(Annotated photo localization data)
*** Begin section ***
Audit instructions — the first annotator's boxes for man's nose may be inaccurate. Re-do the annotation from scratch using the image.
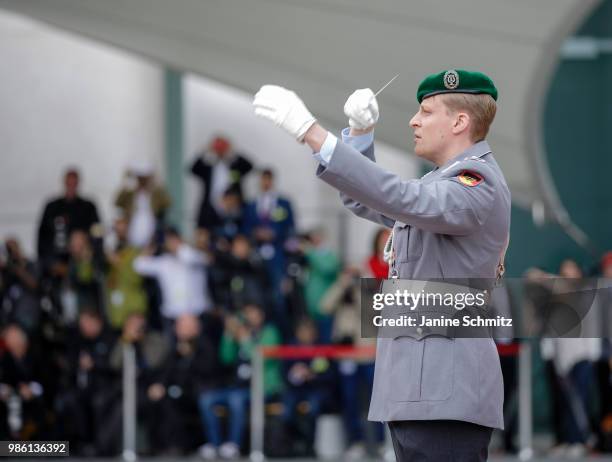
[409,114,419,128]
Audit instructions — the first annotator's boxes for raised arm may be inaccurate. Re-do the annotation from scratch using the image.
[315,139,496,235]
[336,132,395,228]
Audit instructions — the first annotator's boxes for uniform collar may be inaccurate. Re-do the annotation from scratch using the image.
[437,140,492,173]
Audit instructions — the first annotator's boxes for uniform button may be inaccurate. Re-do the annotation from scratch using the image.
[416,327,423,335]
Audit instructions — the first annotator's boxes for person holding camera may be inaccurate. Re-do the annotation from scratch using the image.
[197,304,281,460]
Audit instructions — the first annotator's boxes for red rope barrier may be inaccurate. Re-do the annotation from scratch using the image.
[260,342,520,359]
[496,342,520,356]
[260,345,375,359]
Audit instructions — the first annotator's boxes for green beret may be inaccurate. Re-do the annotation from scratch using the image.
[416,69,498,103]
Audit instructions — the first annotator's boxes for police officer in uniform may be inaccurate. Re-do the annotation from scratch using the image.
[253,69,510,461]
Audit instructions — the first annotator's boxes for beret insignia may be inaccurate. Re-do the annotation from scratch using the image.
[444,70,459,90]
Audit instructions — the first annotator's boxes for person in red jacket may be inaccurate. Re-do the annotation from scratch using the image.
[365,228,390,280]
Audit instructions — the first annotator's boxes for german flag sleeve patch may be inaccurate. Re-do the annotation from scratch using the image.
[457,170,484,187]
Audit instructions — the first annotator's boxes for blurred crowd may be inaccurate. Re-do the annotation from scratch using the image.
[519,258,612,459]
[0,136,389,459]
[1,135,612,459]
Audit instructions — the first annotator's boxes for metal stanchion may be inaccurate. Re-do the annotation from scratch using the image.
[383,424,396,461]
[518,341,533,461]
[122,343,137,462]
[250,347,265,462]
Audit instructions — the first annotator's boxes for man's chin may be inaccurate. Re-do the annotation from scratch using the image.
[413,147,426,158]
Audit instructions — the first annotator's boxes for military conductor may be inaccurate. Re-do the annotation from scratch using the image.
[253,69,510,461]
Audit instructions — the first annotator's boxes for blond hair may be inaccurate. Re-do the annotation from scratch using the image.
[441,93,497,142]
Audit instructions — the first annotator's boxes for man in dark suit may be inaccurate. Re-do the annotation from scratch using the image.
[37,168,101,277]
[190,135,253,231]
[243,169,295,333]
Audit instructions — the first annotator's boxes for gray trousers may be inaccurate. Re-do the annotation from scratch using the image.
[388,420,493,462]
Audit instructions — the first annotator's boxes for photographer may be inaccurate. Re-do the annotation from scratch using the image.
[105,217,148,331]
[0,324,46,441]
[143,314,219,454]
[0,238,41,333]
[302,228,340,344]
[210,234,270,314]
[37,168,102,284]
[197,304,281,460]
[281,317,335,449]
[55,308,117,455]
[114,161,171,249]
[66,231,106,319]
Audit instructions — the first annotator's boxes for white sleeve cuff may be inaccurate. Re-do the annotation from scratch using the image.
[341,127,374,152]
[313,132,338,166]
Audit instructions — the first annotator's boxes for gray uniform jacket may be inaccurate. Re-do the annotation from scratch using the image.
[316,138,510,430]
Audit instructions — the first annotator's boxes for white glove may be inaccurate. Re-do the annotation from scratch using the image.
[343,88,379,130]
[253,85,317,141]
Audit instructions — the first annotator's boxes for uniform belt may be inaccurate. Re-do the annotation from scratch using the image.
[377,279,493,340]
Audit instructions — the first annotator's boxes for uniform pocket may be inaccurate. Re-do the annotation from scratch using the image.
[390,336,421,401]
[394,223,423,262]
[420,337,454,400]
[390,335,454,402]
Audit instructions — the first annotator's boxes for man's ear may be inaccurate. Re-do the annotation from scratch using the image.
[452,112,471,136]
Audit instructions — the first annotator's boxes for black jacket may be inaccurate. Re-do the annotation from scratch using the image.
[61,327,118,392]
[190,154,252,229]
[37,196,100,265]
[152,336,223,396]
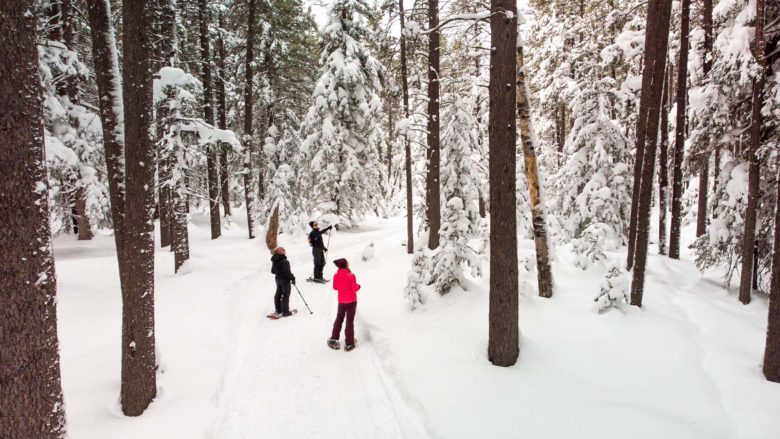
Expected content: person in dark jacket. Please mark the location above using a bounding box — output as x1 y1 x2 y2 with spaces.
270 247 296 317
308 221 333 282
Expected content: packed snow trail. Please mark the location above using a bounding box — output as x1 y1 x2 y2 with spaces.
211 227 431 439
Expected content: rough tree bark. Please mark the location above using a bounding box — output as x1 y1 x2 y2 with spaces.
488 0 519 367
86 0 128 283
56 0 93 241
738 0 767 305
265 204 280 253
765 153 780 382
120 0 158 416
427 0 441 250
400 0 413 253
157 0 175 248
658 64 671 256
217 10 232 218
199 0 222 239
630 0 673 307
243 0 257 239
0 3 67 436
695 0 715 238
626 0 664 270
517 46 554 298
669 0 690 260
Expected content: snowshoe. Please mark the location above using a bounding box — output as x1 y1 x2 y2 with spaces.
267 312 282 320
307 277 329 284
327 338 340 350
344 338 358 352
282 309 298 317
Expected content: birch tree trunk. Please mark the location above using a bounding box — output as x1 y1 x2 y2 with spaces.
0 2 67 436
265 204 280 254
516 46 554 298
488 0 519 367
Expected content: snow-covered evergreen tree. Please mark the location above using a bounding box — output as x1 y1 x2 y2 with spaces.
299 0 386 226
555 77 632 266
429 95 485 294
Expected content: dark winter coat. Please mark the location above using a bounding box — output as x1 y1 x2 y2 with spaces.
271 253 295 283
309 226 332 250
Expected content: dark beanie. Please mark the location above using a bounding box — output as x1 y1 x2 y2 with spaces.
309 221 316 228
333 258 348 269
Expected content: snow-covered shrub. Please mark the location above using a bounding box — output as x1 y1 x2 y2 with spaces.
594 265 630 313
572 222 614 269
405 252 428 310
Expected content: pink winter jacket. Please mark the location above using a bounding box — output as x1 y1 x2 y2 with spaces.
333 268 361 304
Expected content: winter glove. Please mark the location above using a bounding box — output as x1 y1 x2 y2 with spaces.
291 278 296 285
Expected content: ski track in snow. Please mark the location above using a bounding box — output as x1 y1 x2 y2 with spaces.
653 259 739 438
211 228 431 439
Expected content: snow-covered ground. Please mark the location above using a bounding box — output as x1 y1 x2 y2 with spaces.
55 212 780 438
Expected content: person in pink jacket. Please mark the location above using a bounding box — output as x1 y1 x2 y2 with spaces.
327 258 360 351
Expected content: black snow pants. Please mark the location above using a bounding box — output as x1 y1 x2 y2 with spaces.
274 278 291 314
313 249 326 280
331 302 357 345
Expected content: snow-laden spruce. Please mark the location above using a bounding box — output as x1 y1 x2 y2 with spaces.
39 40 110 236
299 0 386 226
554 78 632 269
428 95 485 294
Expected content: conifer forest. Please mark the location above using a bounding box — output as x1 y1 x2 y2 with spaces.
1 0 780 437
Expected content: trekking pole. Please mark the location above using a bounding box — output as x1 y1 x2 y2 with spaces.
294 284 314 314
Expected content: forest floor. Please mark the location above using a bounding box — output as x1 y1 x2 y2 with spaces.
54 211 780 438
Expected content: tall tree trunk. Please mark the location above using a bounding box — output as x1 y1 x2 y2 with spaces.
400 0 414 253
738 0 767 305
86 0 128 285
120 0 157 416
0 3 67 436
243 0 256 239
695 0 715 238
627 0 664 270
265 204 280 254
157 0 175 248
630 0 673 307
217 11 231 218
427 0 441 250
172 139 190 273
517 46 554 298
199 0 221 239
764 154 780 382
558 103 566 167
59 0 94 241
669 0 690 260
658 64 671 256
387 108 393 188
488 0 519 367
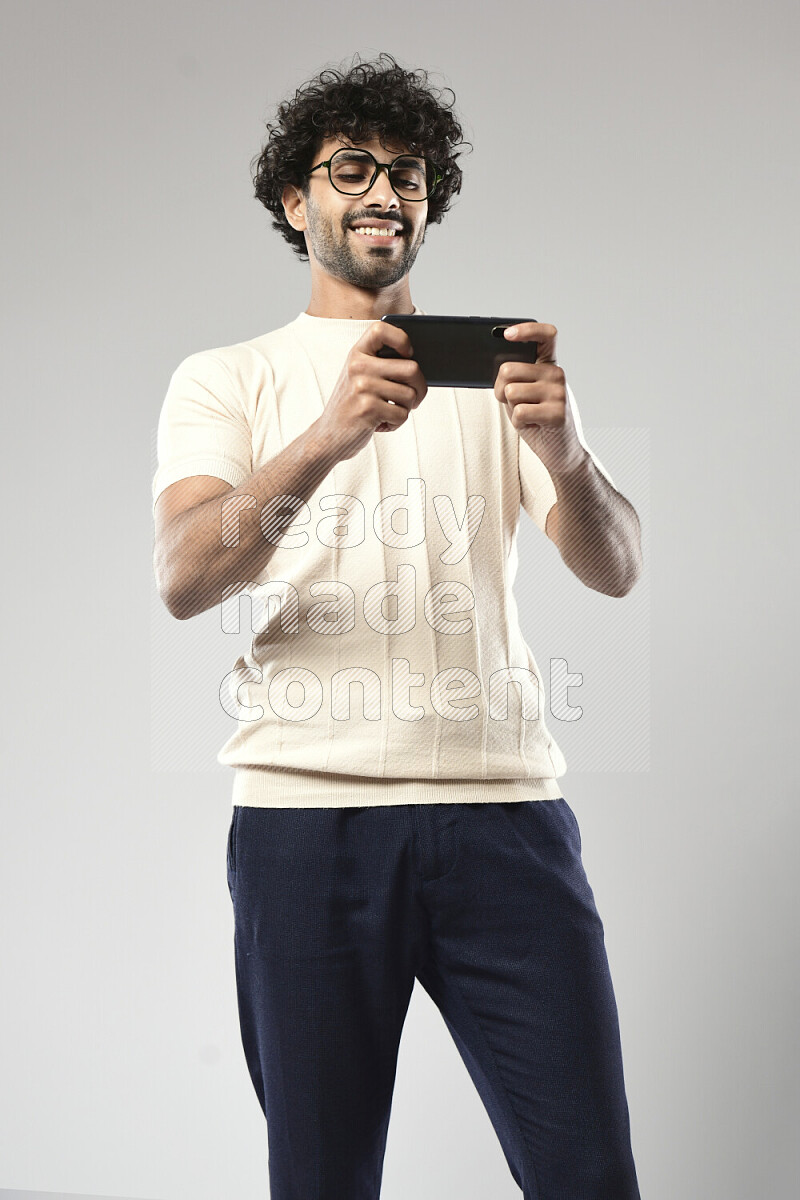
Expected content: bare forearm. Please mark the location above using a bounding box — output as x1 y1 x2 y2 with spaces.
*** End section ***
Copy out all the data exactly; skip the pictures.

Audit instructions — the first annotator's boxes for man's nose may be inaccurate. Re-do the annotation from scratch using the image.
[409,114,419,128]
Audit instructions — the first annotator's boxes for raised arm may be inaccurate. Re-do the annotation from scratch using the image.
[315,139,496,235]
[336,132,395,228]
Audit instructions — the first annotator's boxes for uniform collar may be inaccurate. Re-do the annotation from scratch using the image.
[437,140,492,173]
Audit instructions — the first annotator's boxes for uniform button may be inaccurate. Re-do the annotation from scratch using the image.
[416,327,423,335]
Audit instructions — the first annotator's boxes for person holding camera may be inaccurate. Re-do the annotation from scratch using the image.
[197,304,281,460]
Audit instructions — the first annotator's boxes for red rope barrier may be inaccurate. Re-do the annotation from scratch using the image.
[260,342,520,359]
[496,342,520,356]
[260,345,375,359]
Audit instructions — the first annotator's boxes for green beret may be inaccurate. Re-do the annotation from scratch using the image.
[416,69,498,103]
Audit instructions — the first annotator's boxes for police officer in uniform may be inaccurate. Re-do the annotation from scratch using the image.
[253,69,510,461]
Audit instructions — the first annotator's boxes for beret insignia may be inaccurate. Re-do the annotation from scratch using the image.
[444,70,459,90]
Audit instructions — the first annotator's boxes for person in red jacket may be inaccurate. Re-do the annotation from scratch using the image.
[365,228,390,280]
Audit instructions — the first annotator's boxes for german flag sleeve patch may be inaccurate. Re-do the annotation from scratch using the image.
[457,170,484,187]
Audit instructions — the first annotator's boxes for blurred crowd may be inaccurate. Re-do the annotation from scratch using the image.
[519,258,612,459]
[0,136,389,459]
[1,135,612,459]
Audit instructions — the first annotator's boxes for metal stanchion may be inaccurate. Re-do the annotation from scratch using the image.
[383,424,396,461]
[518,341,533,461]
[122,343,137,462]
[250,347,265,462]
Audit instructions — the first annotator's boxes for man's chin may be inaccurate. Re-do the annotation from scratch using the image.
[413,147,426,158]
Audit instructions — the first annotator's boxes for military conductor may be inaccurate. Re-do the annotation from scratch using the image.
[253,69,510,461]
Audit instructions — the first annotator's boxes for blond hair may be inaccurate. Re-do the annotation from scratch using the image.
[441,93,497,142]
Audit instructions — the first annotator's boxes for man in dark suit may be inaccurate. Re-do the annotation from scratch using the image.
[37,168,101,277]
[190,135,253,231]
[243,169,295,333]
Audit instructions — the first annotator's boxes for gray trousers may be inaccurate. Re-do the annotation from scratch using the image.
[388,420,493,462]
Audit instructions — the first annotator's boxes for photographer may be inaccurate. Re-do the annotation from scratch using the image.
[105,217,148,331]
[0,324,46,441]
[143,314,219,454]
[0,238,41,333]
[302,228,340,344]
[210,234,270,314]
[37,168,102,284]
[197,304,281,460]
[281,317,335,449]
[55,308,117,455]
[114,161,171,249]
[66,231,106,319]
Audit instructions — the first annotator's boxes for white sleeve cuff may be inaccurate. Re-do the annotation from scratch using the image.
[341,127,374,152]
[313,132,338,166]
Audit instructions — the first annotator's boxes for gray uniform jacket may be inaccurate. Re-do the annotation from scratch using the image.
[316,138,510,430]
Audit instructions — the first annotator's boxes for white glove may be inaccurate. Re-do the annotation from scratch using the image.
[343,88,379,130]
[253,85,317,141]
Audit instructions — the first annotator's boxes for uniform belt may be inaccurate. Re-do the annotation from scratch using the image.
[377,279,493,340]
Audit instructions — the first annotator's boxes for uniform pocket may be inaccurate. Re-do the annotation from scratch using the image.
[390,336,421,401]
[394,223,423,262]
[420,337,454,400]
[390,335,454,402]
Audit instructions — the first annotator's boxes for man's ear may be inaccurate. Re-do the annotation from scratch using the image.
[452,112,471,136]
Audit instructions — the first annotator's boxes for black jacket may be inaccurate. Re-do the annotation from scratch using the image.
[61,327,118,392]
[190,154,252,229]
[37,196,100,265]
[152,336,223,396]
Expected content: person in dark jacket. Please mark the location above using a bounding box — output as x1 y1 x2 y2 with spaces.
270 247 296 317
308 221 333 282
Expected content: packed snow trail. Please mark the location above using a bounding box — output as x1 y1 x2 y2 with spaces.
211 227 431 439
Expected content: rough tree bark. Please mark the location above using a bounding box — output as x1 y1 x2 y2 with spaces.
488 0 519 367
86 0 128 283
56 0 93 241
738 0 767 305
265 204 280 253
765 153 780 382
120 0 158 416
427 0 441 250
400 0 413 253
157 0 175 248
658 64 671 256
217 10 232 218
199 0 222 239
630 0 673 307
243 0 257 239
0 3 67 436
695 0 715 238
626 0 664 270
517 46 554 298
669 0 690 260
Expected content: snowshoe. Please mark the location above using a bounding box — output as x1 y1 x2 y2 with spaces.
267 312 282 320
307 277 329 284
327 338 340 350
344 338 358 352
282 309 298 317
Expected content: birch tree trunk. Please mark the location above using a bounding box — output as x1 y1 x2 y2 with spaces.
0 2 67 436
265 204 280 254
516 46 554 298
488 0 519 367
Expected content: snow-covered evergreen tree. Please mark the location above using a bounding box — output as x1 y1 x2 y2 with spaces.
299 0 386 226
555 77 632 266
429 95 485 294
Expected content: dark winter coat. Please mark the location above using a bounding box — output as x1 y1 x2 y2 with spaces.
271 253 295 283
309 226 332 250
Expected content: dark beanie. Please mark the location above using a bounding box — output as x1 y1 x2 y2 with spaces.
309 221 316 228
333 258 348 269
Expected content: snow-covered shrub. Please mark the location above using a bounding box — output as x1 y1 x2 y2 with spaces.
594 265 630 313
572 222 614 269
405 252 428 310
Expected content: pink winter jacket. Please mark the location above using a bounding box — output as x1 y1 x2 y2 with spaces.
333 268 361 304
Expected content: winter glove. Please mark the location above using a bounding box — output as x1 y1 x2 y2 with spaces.
291 278 296 285
Expected content: ski track in snow. Please mark the location above using a bounding box — output as x1 y1 x2 y2 with spaces.
653 259 739 438
211 228 431 439
Expected content: snow-covered ground. Please mark the location above using a bounding box — output as x1 y1 x2 y2 with spaces.
55 212 780 438
Expected content: person in pink jacket. Please mark the location above using a bounding box — output as x1 y1 x2 y2 with spaces.
327 258 360 351
Expected content: black snow pants. Please mark the location above using a bounding box — output as x1 y1 x2 y2 with spaces.
274 278 291 314
313 249 326 280
331 302 357 345
Expected content: snow-laden spruce. Please mark the location above using a bounding box — output as x1 y1 x2 y2 with spaces.
39 40 110 236
299 0 386 226
554 78 632 269
428 95 485 294
Expected content: conifer forest. Please mark the location above using a bounding box — output as x1 y1 x2 y2 with spaces.
1 0 780 437
Expected content: trekking pole. Please mark the location above using a bounding box — output as x1 y1 x2 y2 with spaces.
294 284 314 314
Expected content: forest floor. Please mark the location above using a bounding box — output as x1 y1 x2 y2 with spaces.
54 211 780 438
Expected content: tall tree trunk. Please mark the location above using a bounding box — output as x1 y1 x2 y2 with spaces.
400 0 414 253
738 0 767 305
86 0 128 285
120 0 157 416
0 3 67 436
243 0 256 239
695 0 715 238
627 0 664 270
265 204 280 254
157 0 175 248
630 0 673 307
217 11 231 218
427 0 441 250
172 139 190 273
517 46 554 298
199 0 221 239
764 154 780 382
558 103 566 167
59 0 94 241
669 0 690 260
658 64 671 256
387 108 393 188
488 0 519 367
Expected content: bare forearm. Please mark the location above using a bounding box — output as x1 y1 x2 y2 with spaces.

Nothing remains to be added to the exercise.